--- Information ---

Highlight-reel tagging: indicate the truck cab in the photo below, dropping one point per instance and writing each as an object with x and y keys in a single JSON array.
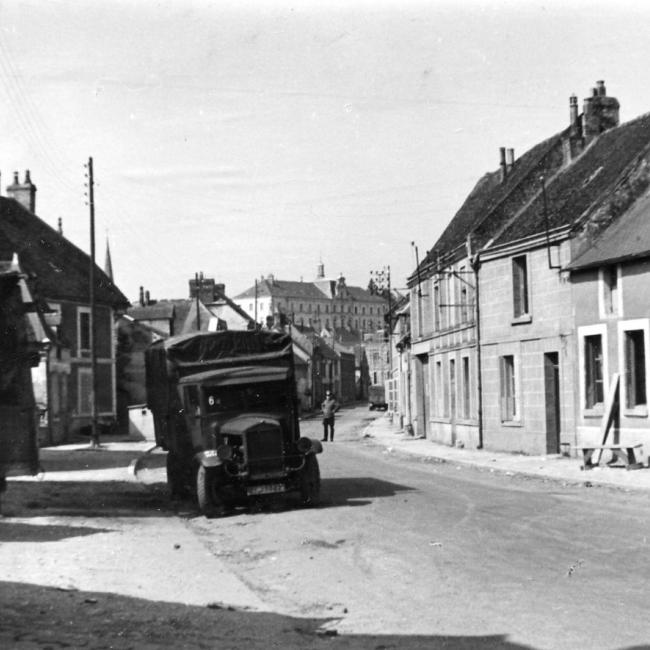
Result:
[{"x": 232, "y": 432}]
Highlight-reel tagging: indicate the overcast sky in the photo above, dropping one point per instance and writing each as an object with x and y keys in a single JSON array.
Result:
[{"x": 246, "y": 138}]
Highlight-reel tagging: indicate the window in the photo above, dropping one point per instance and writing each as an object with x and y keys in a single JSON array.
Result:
[
  {"x": 452, "y": 387},
  {"x": 635, "y": 368},
  {"x": 609, "y": 292},
  {"x": 593, "y": 370},
  {"x": 462, "y": 290},
  {"x": 508, "y": 389},
  {"x": 520, "y": 286},
  {"x": 465, "y": 407},
  {"x": 83, "y": 332},
  {"x": 437, "y": 316},
  {"x": 440, "y": 403}
]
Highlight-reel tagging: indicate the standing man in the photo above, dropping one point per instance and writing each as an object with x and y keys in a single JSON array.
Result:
[{"x": 329, "y": 407}]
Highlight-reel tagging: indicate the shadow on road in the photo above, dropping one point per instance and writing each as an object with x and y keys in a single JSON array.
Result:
[
  {"x": 357, "y": 490},
  {"x": 85, "y": 499},
  {"x": 21, "y": 532},
  {"x": 32, "y": 617},
  {"x": 85, "y": 459}
]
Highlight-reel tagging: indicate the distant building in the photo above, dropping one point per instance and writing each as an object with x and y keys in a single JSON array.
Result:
[
  {"x": 206, "y": 309},
  {"x": 324, "y": 304}
]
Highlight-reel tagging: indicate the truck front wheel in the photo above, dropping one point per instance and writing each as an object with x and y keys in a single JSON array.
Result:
[
  {"x": 310, "y": 482},
  {"x": 208, "y": 488}
]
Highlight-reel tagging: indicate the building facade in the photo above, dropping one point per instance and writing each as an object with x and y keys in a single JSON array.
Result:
[
  {"x": 323, "y": 304},
  {"x": 496, "y": 361},
  {"x": 58, "y": 278}
]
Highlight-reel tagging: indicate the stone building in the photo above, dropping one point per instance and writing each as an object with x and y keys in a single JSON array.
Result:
[{"x": 492, "y": 309}]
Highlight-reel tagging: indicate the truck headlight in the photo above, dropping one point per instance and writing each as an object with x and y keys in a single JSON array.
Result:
[
  {"x": 224, "y": 452},
  {"x": 304, "y": 445}
]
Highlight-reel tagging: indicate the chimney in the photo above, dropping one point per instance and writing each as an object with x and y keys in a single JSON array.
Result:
[
  {"x": 502, "y": 163},
  {"x": 601, "y": 112},
  {"x": 24, "y": 193}
]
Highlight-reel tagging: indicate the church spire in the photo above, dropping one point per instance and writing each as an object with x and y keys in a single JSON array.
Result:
[{"x": 108, "y": 265}]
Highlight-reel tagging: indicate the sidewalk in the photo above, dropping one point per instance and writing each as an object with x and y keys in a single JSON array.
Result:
[{"x": 551, "y": 467}]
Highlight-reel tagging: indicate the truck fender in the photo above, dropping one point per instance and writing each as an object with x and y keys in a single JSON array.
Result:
[
  {"x": 208, "y": 458},
  {"x": 310, "y": 446}
]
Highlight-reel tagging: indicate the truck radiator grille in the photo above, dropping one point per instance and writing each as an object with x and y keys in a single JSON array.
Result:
[{"x": 265, "y": 452}]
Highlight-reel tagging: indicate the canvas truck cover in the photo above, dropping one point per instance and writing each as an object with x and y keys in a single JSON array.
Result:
[{"x": 169, "y": 360}]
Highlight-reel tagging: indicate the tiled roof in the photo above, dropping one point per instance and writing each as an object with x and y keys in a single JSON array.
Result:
[
  {"x": 491, "y": 202},
  {"x": 585, "y": 184},
  {"x": 57, "y": 269},
  {"x": 497, "y": 213},
  {"x": 627, "y": 238},
  {"x": 301, "y": 290},
  {"x": 156, "y": 311}
]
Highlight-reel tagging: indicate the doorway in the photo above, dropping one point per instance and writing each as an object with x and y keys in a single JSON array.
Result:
[
  {"x": 422, "y": 400},
  {"x": 552, "y": 401}
]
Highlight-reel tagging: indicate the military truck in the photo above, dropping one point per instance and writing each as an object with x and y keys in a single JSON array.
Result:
[{"x": 225, "y": 408}]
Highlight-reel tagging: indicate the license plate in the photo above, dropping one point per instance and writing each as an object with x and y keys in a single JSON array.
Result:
[{"x": 273, "y": 488}]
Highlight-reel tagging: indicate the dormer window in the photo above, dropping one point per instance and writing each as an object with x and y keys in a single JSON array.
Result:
[
  {"x": 520, "y": 297},
  {"x": 609, "y": 291}
]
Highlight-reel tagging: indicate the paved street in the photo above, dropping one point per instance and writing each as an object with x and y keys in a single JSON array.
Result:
[{"x": 402, "y": 553}]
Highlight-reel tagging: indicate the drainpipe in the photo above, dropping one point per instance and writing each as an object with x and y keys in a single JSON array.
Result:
[{"x": 476, "y": 263}]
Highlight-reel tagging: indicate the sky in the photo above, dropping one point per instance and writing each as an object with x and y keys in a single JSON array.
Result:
[{"x": 246, "y": 138}]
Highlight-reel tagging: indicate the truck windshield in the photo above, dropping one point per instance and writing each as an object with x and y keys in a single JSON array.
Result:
[{"x": 267, "y": 396}]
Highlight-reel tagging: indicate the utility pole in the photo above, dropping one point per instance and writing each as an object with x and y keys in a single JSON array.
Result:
[
  {"x": 198, "y": 313},
  {"x": 94, "y": 431},
  {"x": 256, "y": 323}
]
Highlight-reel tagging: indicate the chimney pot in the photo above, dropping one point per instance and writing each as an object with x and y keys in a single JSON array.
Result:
[
  {"x": 24, "y": 193},
  {"x": 502, "y": 163}
]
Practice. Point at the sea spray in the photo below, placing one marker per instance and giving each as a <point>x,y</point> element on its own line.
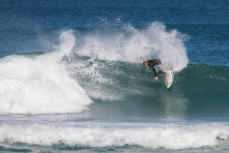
<point>134,45</point>
<point>171,136</point>
<point>41,84</point>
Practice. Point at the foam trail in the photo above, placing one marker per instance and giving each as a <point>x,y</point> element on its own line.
<point>135,45</point>
<point>157,136</point>
<point>41,84</point>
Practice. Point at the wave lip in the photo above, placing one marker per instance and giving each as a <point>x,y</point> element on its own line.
<point>168,137</point>
<point>134,45</point>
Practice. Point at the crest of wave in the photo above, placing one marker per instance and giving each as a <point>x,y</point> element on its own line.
<point>41,84</point>
<point>133,45</point>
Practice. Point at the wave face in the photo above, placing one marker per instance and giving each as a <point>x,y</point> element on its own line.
<point>128,89</point>
<point>108,68</point>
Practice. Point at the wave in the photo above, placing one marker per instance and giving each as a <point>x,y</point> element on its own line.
<point>134,45</point>
<point>41,84</point>
<point>105,70</point>
<point>128,89</point>
<point>175,136</point>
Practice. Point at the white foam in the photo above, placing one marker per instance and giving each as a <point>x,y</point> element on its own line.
<point>41,84</point>
<point>135,45</point>
<point>162,136</point>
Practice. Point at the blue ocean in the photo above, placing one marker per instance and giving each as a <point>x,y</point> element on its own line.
<point>72,78</point>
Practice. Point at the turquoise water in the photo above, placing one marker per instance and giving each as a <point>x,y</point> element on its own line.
<point>72,78</point>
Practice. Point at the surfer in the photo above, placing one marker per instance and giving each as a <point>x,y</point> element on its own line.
<point>154,64</point>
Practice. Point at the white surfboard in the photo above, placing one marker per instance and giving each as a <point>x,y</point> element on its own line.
<point>169,78</point>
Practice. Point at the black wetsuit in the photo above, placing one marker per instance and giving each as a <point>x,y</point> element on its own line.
<point>153,63</point>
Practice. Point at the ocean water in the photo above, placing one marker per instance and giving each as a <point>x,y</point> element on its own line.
<point>72,79</point>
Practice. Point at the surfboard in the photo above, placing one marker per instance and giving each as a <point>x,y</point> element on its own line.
<point>169,78</point>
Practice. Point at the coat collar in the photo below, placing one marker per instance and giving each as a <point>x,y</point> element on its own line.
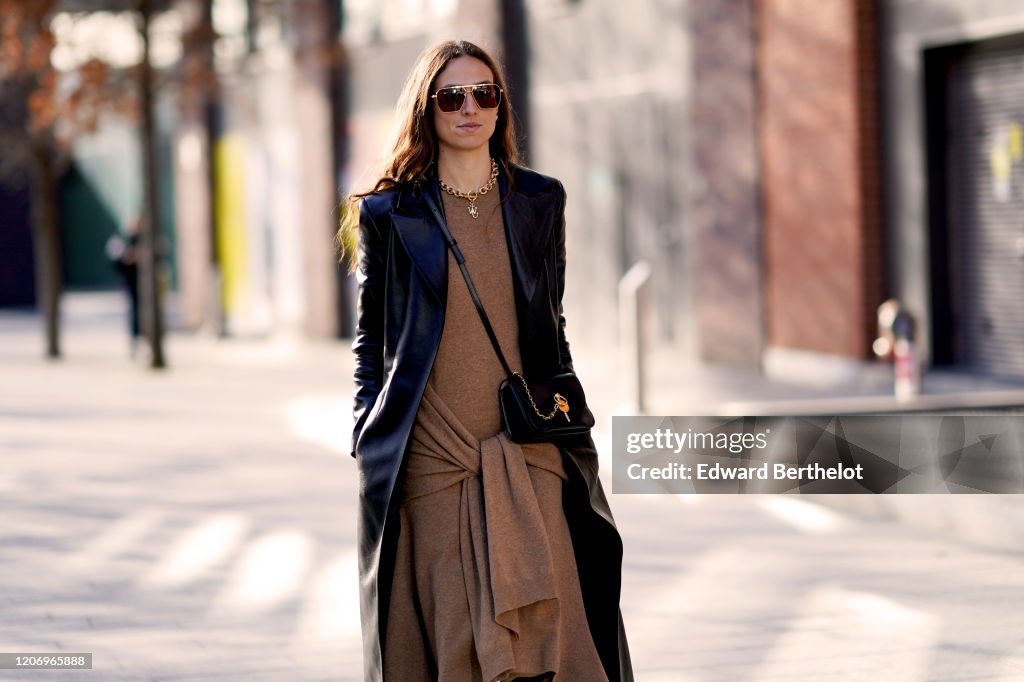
<point>527,230</point>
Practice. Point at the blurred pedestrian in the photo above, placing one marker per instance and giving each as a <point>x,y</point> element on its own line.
<point>122,250</point>
<point>480,558</point>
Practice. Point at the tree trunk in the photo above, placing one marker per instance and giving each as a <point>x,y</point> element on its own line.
<point>46,244</point>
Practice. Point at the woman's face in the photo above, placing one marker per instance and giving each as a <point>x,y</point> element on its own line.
<point>470,127</point>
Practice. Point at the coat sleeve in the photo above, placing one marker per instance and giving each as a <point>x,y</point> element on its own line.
<point>369,343</point>
<point>563,346</point>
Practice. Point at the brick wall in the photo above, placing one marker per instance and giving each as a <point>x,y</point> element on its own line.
<point>817,115</point>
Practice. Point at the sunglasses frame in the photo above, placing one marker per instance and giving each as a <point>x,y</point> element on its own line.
<point>471,89</point>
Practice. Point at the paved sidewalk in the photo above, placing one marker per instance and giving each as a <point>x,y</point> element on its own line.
<point>199,524</point>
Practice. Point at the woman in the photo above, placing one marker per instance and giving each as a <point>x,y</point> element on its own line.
<point>480,559</point>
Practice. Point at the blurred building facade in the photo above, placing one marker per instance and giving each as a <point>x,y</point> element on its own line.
<point>783,165</point>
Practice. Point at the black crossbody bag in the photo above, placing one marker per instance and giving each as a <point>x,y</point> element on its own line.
<point>531,411</point>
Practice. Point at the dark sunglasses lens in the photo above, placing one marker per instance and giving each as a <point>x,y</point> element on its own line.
<point>451,99</point>
<point>486,96</point>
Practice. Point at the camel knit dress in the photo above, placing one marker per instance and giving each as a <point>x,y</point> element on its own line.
<point>485,586</point>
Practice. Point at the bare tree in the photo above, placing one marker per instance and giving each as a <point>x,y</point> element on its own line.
<point>43,112</point>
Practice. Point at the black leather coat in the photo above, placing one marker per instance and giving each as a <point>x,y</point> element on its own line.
<point>402,279</point>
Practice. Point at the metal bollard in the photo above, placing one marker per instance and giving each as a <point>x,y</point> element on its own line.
<point>632,313</point>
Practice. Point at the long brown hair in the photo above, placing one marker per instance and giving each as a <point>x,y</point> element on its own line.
<point>414,145</point>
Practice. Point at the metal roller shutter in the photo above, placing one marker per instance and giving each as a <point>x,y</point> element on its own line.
<point>986,208</point>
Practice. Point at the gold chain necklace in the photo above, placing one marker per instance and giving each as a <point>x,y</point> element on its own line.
<point>471,197</point>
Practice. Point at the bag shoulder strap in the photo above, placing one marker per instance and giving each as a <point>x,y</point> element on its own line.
<point>461,260</point>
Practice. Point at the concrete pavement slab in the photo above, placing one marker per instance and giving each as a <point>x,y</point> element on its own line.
<point>199,524</point>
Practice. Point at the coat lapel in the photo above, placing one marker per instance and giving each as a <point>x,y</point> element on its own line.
<point>423,241</point>
<point>527,228</point>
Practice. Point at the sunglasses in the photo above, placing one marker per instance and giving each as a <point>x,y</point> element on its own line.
<point>487,95</point>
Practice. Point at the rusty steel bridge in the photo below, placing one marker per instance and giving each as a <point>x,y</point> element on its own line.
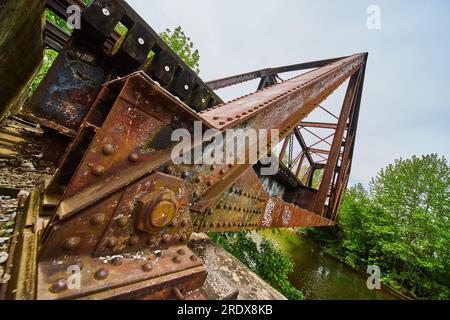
<point>109,108</point>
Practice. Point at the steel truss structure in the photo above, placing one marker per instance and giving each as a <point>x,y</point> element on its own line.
<point>118,207</point>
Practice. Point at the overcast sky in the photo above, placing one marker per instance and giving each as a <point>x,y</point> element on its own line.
<point>405,107</point>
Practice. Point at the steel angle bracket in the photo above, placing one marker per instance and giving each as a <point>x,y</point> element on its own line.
<point>120,223</point>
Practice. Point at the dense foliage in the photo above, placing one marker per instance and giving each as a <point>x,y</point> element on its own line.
<point>402,225</point>
<point>183,47</point>
<point>267,261</point>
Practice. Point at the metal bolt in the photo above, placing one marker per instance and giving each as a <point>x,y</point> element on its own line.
<point>71,243</point>
<point>133,157</point>
<point>101,274</point>
<point>166,238</point>
<point>111,243</point>
<point>98,171</point>
<point>108,149</point>
<point>148,267</point>
<point>117,261</point>
<point>59,286</point>
<point>122,222</point>
<point>169,170</point>
<point>97,219</point>
<point>134,240</point>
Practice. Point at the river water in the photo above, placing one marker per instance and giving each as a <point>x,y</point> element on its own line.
<point>320,276</point>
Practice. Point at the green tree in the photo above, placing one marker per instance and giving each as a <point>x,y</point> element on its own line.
<point>270,263</point>
<point>401,225</point>
<point>183,47</point>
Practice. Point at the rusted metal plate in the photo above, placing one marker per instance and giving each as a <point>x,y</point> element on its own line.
<point>119,277</point>
<point>288,102</point>
<point>67,92</point>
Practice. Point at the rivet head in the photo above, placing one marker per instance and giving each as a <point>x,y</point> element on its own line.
<point>169,170</point>
<point>98,170</point>
<point>101,274</point>
<point>71,243</point>
<point>117,261</point>
<point>111,243</point>
<point>133,157</point>
<point>134,240</point>
<point>148,267</point>
<point>108,149</point>
<point>166,238</point>
<point>122,222</point>
<point>97,219</point>
<point>58,286</point>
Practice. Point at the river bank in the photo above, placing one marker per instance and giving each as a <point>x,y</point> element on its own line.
<point>320,276</point>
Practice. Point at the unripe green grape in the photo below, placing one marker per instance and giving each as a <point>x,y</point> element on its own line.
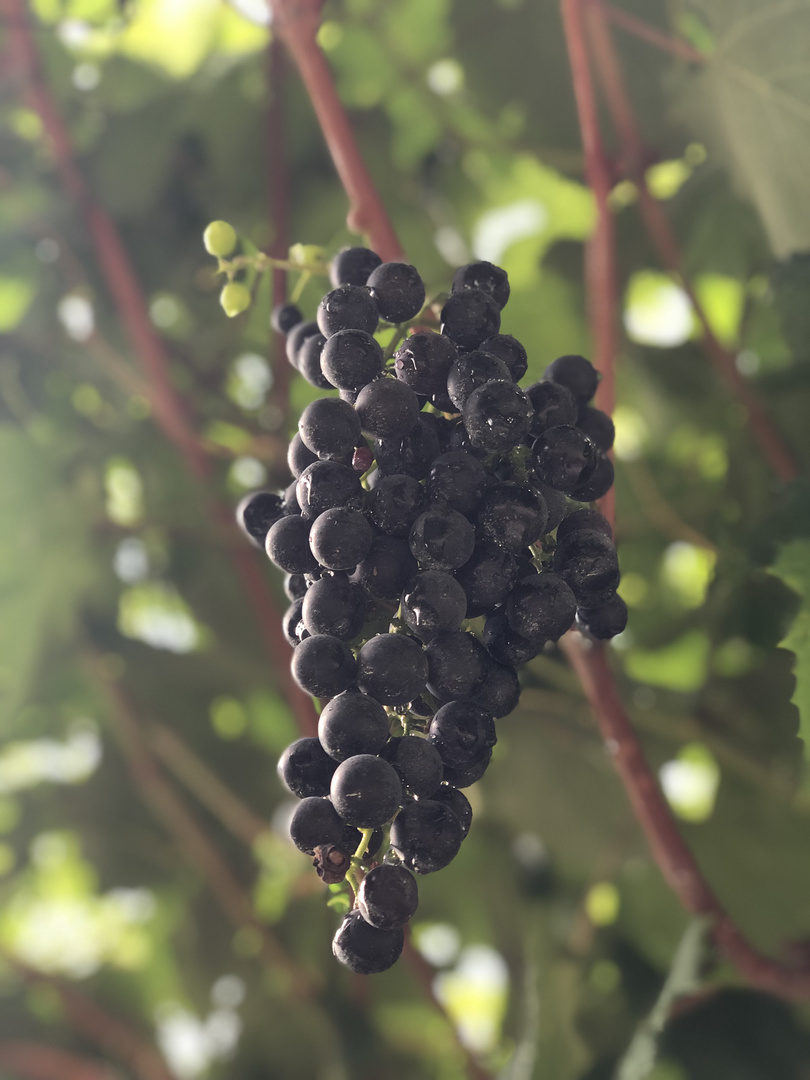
<point>219,239</point>
<point>234,298</point>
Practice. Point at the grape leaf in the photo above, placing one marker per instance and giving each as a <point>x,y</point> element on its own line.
<point>793,567</point>
<point>752,100</point>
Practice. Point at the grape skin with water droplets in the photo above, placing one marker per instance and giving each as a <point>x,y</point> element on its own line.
<point>454,520</point>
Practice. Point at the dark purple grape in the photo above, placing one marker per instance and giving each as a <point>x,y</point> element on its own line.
<point>387,408</point>
<point>455,800</point>
<point>287,545</point>
<point>432,603</point>
<point>468,774</point>
<point>597,426</point>
<point>499,691</point>
<point>456,663</point>
<point>284,316</point>
<point>314,822</point>
<point>296,338</point>
<point>540,608</point>
<point>470,316</point>
<point>457,478</point>
<point>564,458</point>
<point>334,605</point>
<point>395,503</point>
<point>387,568</point>
<point>295,586</point>
<point>604,621</point>
<point>325,485</point>
<point>351,359</point>
<point>553,404</point>
<point>365,791</point>
<point>417,764</point>
<point>442,539</point>
<point>324,665</point>
<point>257,513</point>
<point>392,669</point>
<point>422,362</point>
<point>483,275</point>
<point>309,362</point>
<point>351,724</point>
<point>352,266</point>
<point>426,835</point>
<point>487,578</point>
<point>460,731</point>
<point>510,350</point>
<point>599,482</point>
<point>512,516</point>
<point>365,949</point>
<point>504,645</point>
<point>412,454</point>
<point>299,456</point>
<point>293,624</point>
<point>576,373</point>
<point>340,538</point>
<point>307,769</point>
<point>497,416</point>
<point>583,520</point>
<point>388,896</point>
<point>347,308</point>
<point>472,370</point>
<point>588,563</point>
<point>397,291</point>
<point>331,429</point>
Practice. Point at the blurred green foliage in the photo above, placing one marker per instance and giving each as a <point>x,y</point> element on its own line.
<point>551,935</point>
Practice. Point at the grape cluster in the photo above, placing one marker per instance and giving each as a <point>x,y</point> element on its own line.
<point>434,538</point>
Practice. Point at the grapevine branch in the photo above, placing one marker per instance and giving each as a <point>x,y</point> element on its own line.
<point>602,288</point>
<point>297,23</point>
<point>633,159</point>
<point>298,27</point>
<point>671,852</point>
<point>115,1036</point>
<point>167,806</point>
<point>127,296</point>
<point>581,18</point>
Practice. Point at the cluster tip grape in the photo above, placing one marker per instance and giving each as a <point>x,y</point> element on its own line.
<point>435,535</point>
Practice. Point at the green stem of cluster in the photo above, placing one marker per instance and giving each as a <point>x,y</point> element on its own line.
<point>354,874</point>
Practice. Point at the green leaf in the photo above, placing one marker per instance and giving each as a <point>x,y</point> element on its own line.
<point>44,563</point>
<point>752,102</point>
<point>793,567</point>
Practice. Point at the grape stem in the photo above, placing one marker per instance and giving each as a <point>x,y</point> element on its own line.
<point>298,25</point>
<point>633,160</point>
<point>674,859</point>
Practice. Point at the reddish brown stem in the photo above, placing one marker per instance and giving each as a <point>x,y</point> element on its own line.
<point>650,34</point>
<point>297,23</point>
<point>118,1038</point>
<point>191,840</point>
<point>113,261</point>
<point>279,205</point>
<point>633,158</point>
<point>240,821</point>
<point>147,347</point>
<point>35,1062</point>
<point>601,274</point>
<point>670,851</point>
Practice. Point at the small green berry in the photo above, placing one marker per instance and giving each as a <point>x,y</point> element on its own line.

---

_Exercise directions_.
Please give only the count of lines above containing "chimney".

_Output_.
2